──────── Kutipan Teks

Berkatnya, tingkat kelangsungan hidup katak di alam meningkat dua kali lipat dan aktivitas perkembangbiakannya melonjak. Ia kini mengeksplorasi ketahanan genetik melalui biologi sintetis.

Seema Lokhandwala, pendiri Elephant Acoustics Project, menggunakan pendengaran sebagai alat konservasi. Di negara bagian timur laut India, tempat rute migrasi gajah membelah pertanian dan desa, sensor frekuensi rendah yang diciptakannya mampu mendeteksi gemuruh kawanan gajah yang mendekat dan memperingatkan masyarakat sebelum konflik satwa-manusia terjadi.
Dengan temuannya, sekarang warga desa yang berada di dekat Taman Nasional Kaziranga dapat mencegah gajah dengan isyarat suara yang aman, sehingga menyelamatkan nyawa manusia dan tanaman produktif warga.

Lokhandwala dinilai berhasil memadukan keahlian teknologinya dengan keterlibatan lokal yang mendalam, serta melatih warga untuk merawat perangkat berbasis GPS dan memetakan rute gajah.

────────────────
──────── Data yang Disediakan

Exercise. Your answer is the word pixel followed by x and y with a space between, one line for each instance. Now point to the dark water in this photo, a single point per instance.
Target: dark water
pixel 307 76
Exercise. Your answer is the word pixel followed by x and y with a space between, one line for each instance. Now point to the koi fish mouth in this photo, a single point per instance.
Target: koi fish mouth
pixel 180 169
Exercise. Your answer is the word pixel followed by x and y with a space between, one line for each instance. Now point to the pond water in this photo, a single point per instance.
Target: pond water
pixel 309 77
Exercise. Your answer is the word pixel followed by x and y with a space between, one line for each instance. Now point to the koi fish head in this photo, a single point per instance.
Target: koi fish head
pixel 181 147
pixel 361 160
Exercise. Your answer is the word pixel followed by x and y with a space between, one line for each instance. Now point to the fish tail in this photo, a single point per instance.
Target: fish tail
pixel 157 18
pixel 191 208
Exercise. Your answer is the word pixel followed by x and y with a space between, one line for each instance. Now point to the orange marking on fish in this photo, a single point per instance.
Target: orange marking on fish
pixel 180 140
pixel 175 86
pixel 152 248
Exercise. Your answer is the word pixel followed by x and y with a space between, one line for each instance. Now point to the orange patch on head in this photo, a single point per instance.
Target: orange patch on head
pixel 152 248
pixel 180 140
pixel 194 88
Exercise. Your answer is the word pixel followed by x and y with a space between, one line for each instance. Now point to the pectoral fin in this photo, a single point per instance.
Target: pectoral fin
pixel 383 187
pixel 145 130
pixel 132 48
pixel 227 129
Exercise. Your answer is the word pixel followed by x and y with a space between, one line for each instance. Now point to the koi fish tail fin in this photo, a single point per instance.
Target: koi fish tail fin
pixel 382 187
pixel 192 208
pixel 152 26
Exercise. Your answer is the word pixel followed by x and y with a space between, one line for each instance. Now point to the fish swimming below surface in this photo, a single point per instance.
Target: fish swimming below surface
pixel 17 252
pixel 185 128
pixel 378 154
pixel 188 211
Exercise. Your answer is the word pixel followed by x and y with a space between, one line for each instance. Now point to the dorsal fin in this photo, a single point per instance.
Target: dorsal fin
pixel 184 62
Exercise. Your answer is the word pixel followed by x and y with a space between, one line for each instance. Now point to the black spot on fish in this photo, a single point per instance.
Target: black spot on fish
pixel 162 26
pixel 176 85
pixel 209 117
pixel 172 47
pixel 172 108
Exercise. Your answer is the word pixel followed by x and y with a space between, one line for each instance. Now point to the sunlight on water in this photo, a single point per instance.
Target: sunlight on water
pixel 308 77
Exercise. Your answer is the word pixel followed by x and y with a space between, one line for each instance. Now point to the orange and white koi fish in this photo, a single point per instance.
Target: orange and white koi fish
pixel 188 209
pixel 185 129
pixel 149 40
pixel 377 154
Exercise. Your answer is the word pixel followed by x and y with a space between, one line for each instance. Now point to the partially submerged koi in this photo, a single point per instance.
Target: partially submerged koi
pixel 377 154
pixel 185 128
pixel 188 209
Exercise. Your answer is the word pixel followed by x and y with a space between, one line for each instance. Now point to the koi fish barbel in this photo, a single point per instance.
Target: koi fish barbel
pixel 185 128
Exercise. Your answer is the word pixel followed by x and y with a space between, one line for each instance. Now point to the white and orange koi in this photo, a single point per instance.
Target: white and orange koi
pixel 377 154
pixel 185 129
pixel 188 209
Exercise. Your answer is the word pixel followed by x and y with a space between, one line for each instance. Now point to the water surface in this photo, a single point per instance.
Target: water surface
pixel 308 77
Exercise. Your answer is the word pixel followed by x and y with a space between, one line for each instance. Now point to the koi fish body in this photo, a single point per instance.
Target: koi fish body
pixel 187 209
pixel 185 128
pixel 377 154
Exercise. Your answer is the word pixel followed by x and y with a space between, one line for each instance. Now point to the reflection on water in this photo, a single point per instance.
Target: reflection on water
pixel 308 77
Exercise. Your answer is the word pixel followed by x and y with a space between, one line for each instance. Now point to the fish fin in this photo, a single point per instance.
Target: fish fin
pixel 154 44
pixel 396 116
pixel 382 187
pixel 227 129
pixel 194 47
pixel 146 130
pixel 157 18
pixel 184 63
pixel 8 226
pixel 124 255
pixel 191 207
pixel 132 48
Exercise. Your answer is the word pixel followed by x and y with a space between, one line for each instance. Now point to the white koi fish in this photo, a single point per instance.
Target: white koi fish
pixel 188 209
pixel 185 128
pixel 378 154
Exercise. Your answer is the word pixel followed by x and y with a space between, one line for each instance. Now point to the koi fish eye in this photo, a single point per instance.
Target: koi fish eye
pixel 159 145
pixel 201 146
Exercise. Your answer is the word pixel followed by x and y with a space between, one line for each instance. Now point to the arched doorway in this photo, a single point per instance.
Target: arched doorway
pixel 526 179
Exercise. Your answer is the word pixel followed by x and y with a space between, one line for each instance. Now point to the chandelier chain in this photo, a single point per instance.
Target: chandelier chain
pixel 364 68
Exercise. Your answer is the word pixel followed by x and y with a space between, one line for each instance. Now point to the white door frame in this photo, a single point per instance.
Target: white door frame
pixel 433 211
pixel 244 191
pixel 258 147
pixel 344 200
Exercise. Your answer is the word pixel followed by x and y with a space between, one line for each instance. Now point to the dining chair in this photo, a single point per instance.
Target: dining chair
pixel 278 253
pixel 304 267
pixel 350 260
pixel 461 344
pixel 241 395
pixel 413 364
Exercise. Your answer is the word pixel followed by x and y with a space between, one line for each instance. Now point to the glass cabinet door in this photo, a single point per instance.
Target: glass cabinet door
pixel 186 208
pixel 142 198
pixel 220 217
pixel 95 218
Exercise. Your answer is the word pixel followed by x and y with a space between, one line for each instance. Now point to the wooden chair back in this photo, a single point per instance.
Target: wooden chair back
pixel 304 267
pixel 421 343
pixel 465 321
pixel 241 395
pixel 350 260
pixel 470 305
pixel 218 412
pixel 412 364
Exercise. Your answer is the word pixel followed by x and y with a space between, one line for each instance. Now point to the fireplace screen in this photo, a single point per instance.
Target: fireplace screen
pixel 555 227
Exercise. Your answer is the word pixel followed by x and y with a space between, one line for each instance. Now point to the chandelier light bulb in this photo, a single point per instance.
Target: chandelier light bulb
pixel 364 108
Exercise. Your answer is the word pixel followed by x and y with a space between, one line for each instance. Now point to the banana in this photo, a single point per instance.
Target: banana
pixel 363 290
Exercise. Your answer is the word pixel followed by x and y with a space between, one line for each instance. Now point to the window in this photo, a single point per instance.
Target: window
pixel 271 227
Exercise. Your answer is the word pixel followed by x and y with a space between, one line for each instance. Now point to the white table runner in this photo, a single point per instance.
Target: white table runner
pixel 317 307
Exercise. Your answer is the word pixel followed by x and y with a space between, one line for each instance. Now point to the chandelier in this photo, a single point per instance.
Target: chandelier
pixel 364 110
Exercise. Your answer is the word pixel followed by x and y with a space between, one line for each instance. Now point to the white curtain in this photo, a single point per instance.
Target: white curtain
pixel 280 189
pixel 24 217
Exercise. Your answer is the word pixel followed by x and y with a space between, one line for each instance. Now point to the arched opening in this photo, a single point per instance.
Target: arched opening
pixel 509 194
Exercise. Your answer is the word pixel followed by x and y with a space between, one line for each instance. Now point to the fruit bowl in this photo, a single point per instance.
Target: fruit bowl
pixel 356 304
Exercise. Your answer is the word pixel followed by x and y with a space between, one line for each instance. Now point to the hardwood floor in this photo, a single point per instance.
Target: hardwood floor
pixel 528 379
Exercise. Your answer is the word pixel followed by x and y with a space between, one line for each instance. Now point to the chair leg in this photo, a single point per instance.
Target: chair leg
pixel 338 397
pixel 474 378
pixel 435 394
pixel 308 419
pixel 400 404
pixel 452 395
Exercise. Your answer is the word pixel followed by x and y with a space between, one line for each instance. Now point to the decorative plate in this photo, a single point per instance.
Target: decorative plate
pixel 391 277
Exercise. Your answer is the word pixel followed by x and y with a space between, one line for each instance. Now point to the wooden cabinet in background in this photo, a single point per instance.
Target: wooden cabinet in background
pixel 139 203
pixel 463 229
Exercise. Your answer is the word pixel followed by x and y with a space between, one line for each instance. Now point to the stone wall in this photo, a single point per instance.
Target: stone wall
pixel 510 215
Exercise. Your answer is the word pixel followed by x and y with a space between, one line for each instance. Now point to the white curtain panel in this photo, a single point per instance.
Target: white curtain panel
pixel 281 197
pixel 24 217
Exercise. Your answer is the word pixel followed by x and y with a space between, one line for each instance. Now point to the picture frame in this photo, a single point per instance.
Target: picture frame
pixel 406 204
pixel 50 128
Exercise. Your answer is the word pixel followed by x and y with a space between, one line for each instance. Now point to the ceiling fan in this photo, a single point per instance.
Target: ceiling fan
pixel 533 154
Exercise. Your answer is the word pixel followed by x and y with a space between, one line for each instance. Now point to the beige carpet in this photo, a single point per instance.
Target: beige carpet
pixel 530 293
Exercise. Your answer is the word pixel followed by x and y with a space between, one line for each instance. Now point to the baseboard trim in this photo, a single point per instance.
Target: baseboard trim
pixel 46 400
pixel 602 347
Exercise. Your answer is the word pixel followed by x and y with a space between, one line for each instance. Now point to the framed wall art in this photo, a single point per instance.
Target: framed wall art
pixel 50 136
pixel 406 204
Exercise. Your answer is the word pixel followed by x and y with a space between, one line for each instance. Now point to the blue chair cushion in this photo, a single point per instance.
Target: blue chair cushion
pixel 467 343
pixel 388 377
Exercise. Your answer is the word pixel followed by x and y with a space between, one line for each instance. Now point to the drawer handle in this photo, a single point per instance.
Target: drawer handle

────────────────

Telusuri Materi —
• a. Ketik ulang bagian kutipan tentang pegiat konservasi antara "Berkatnya, tingkat kelangsungan" dan "konflik satwa-manusia terjadi.", termasuk kedua bagian itu.
• b. Perpanjang kutipan tentang pegiat konservasi satwa dengan melanjutkannya dari kalimat terakhir yang ada.

Jawaban Tugas —
• a.
Berkatnya, tingkat kelangsungan hidup katak di alam meningkat dua kali lipat dan aktivitas perkembangbiakannya melonjak. Ia kini mengeksplorasi ketahanan genetik melalui biologi sintetis.

Seema Lokhandwala, pendiri Elephant Acoustics Project, menggunakan pendengaran sebagai alat konservasi. Di negara bagian timur laut India, tempat rute migrasi gajah membelah pertanian dan desa, sensor frekuensi rendah yang diciptakannya mampu mendeteksi gemuruh kawanan gajah yang mendekat dan memperingatkan masyarakat sebelum konflik satwa-manusia terjadi.

• b.
Di India, negara di mana ratusan orang meninggal setiap tahunnya dalam konflik manusia-satwa liar, karyanya menawarkan solusi yang berakar pada prinsip hidup koeksistensi.
“Perluasan lahan pertanian, tekanan ekonomi, dan laju globalisasi yang tak henti-hentinya mengikis toleransi yang selama ini sebenarnya memungkinkan manusia dan gajah hidup berdampingan. Kesadaran ini lalu mendorong saya untuk berupaya melindungi hubungan antara manusia dan gajah dalam hubungan koeksistensi,” tulisnya.

Hadiah Pritzker
Memasuki tahun kesembilannya, Pritzker Emerging Environmental Genius Award telah menjadi salah satu penghargaan paling bergengsi bagi para inovator di bawah usia 40 tahun.
Penghargaan ini berhadiah $100.000 dan membuka pintu global di tahap awal karier inovasi mereka. Dua pemenang kedua tahun ini masing-masing menerima tambahan $10.000.
“Kalian bertiga melakukan hal-hal yang luar biasa dan layak mendapatkan pengakuan,” kata Pritzker pada acara tersebut.
Penghargaan ini unik, karena mampu menyoroti para pemimpin muda yang menggabungkan sains dengan imajinasi moral. Panel seleksi tahun 2025 terdiri dari para dekan di UCLA, pejabat sipil, dan pemimpin pendanaan iklim.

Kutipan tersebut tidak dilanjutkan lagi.